◆ **Problem**
Without including any images, set down the records below exactly.

◆ **Data listing**

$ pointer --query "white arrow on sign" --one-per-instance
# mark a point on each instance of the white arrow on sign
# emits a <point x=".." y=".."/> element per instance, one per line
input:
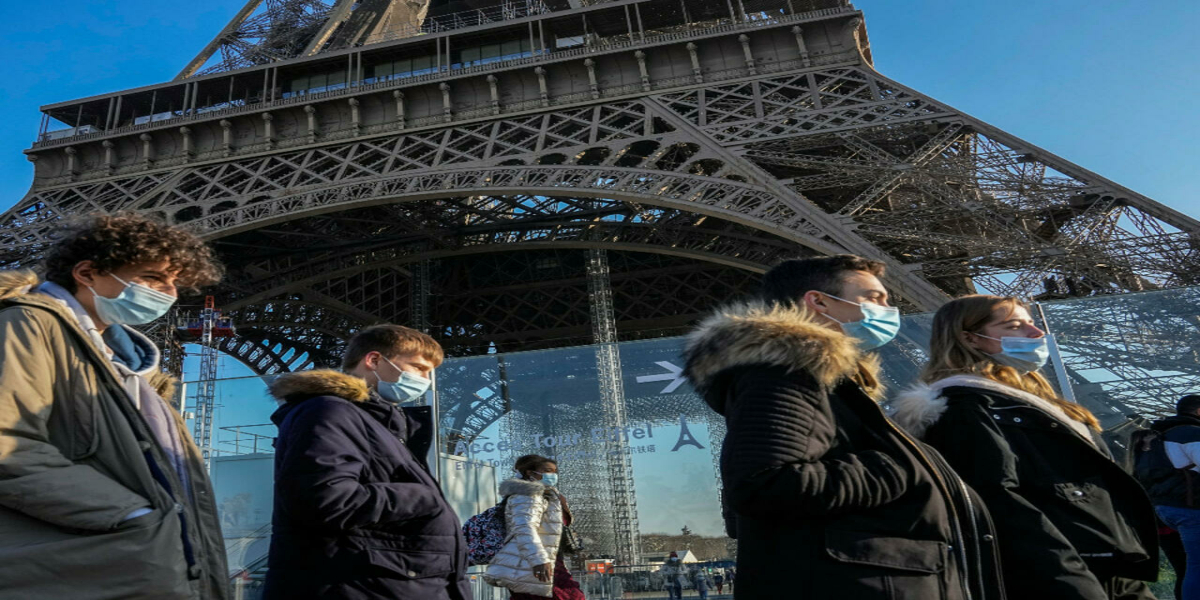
<point x="675" y="376"/>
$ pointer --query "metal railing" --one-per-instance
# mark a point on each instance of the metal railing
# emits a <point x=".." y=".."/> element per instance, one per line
<point x="355" y="88"/>
<point x="507" y="11"/>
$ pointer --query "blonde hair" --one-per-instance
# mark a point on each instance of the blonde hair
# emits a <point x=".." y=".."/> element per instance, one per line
<point x="951" y="355"/>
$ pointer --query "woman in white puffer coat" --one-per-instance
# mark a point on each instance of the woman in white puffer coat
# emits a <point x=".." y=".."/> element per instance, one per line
<point x="529" y="563"/>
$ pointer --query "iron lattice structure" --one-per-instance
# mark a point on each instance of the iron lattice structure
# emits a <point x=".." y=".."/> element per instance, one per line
<point x="460" y="180"/>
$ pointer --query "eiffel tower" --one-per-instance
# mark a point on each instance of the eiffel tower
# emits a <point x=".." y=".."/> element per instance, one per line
<point x="546" y="173"/>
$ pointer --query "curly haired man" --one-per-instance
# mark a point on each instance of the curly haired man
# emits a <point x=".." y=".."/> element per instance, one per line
<point x="102" y="493"/>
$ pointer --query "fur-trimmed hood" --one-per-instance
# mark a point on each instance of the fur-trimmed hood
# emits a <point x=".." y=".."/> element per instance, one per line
<point x="15" y="283"/>
<point x="523" y="487"/>
<point x="922" y="405"/>
<point x="779" y="335"/>
<point x="324" y="382"/>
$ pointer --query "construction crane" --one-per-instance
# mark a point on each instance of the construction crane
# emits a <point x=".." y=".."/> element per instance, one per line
<point x="205" y="330"/>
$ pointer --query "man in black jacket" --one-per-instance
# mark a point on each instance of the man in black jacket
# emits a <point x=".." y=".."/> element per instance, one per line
<point x="1174" y="486"/>
<point x="358" y="516"/>
<point x="828" y="498"/>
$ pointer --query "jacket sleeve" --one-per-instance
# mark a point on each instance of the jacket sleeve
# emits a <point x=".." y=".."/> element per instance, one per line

◆ **Expected answer**
$ pointer --query "white arrow on sign" --one-per-instance
# mark a point on each instance of the white arrow on sign
# emits a <point x=".." y=".."/> element per instance, one per line
input:
<point x="675" y="376"/>
$ pointer --query "metal railing" --one-per-instance
# mark a point on each instance of the metal railing
# emits a <point x=".." y=".."/> element per instance, one per line
<point x="355" y="88"/>
<point x="507" y="11"/>
$ pointer --query "blonde hair" --one-per-instance
# mark a point on each instance of the blonde hair
# emits a <point x=".." y=".."/> element per instance, one per line
<point x="951" y="355"/>
$ pointer --query "woman in white puffer coat" --one-per-instance
# mark a point on each instance of the woman in white puffer coat
# emits a <point x=".." y=".."/> element per instance, one per line
<point x="529" y="563"/>
$ pointer --query "iron lattice structure" --one-per-instance
# mark a point on each instance of the iron lattice structure
# emits a <point x=".." y=".."/> element per instance, one per line
<point x="460" y="180"/>
$ pointer --query "eiffel tower" --one-per-instance
# mark a point on each instance of the eiffel tower
# emits a <point x=".." y=".."/> element per instance, one per line
<point x="546" y="173"/>
$ pointer --query "curly haired man" --one-per-instance
# mark a point on each instance of the curly haired man
# emits a <point x=".." y=".."/> element per instance, one per line
<point x="102" y="493"/>
$ pointer --query "fur-trimmed hood" --one-per-instance
# mark a point on each instance of the fur-trimmed hood
# emits a <point x=".." y=".."/> element per instance, one per line
<point x="15" y="283"/>
<point x="523" y="487"/>
<point x="922" y="405"/>
<point x="779" y="335"/>
<point x="324" y="382"/>
$ pointer --query "construction crane" --one-per-instance
# mark a point on each instance of the construction crane
# emits a <point x=".." y=".."/> element per instance, one per line
<point x="205" y="330"/>
$ pointer --query "man in black jacket" --one-per-instance
# mark a point on each instance of the man in black jacket
# emits a <point x=".." y=".."/> element per instance, one per line
<point x="1174" y="486"/>
<point x="358" y="516"/>
<point x="828" y="498"/>
$ pointer --query "jacket sleeve" --one-per-instance
# mark a point on each instance of the jacket sleeve
# emits a <point x=".." y=".."/> element per instance, one per line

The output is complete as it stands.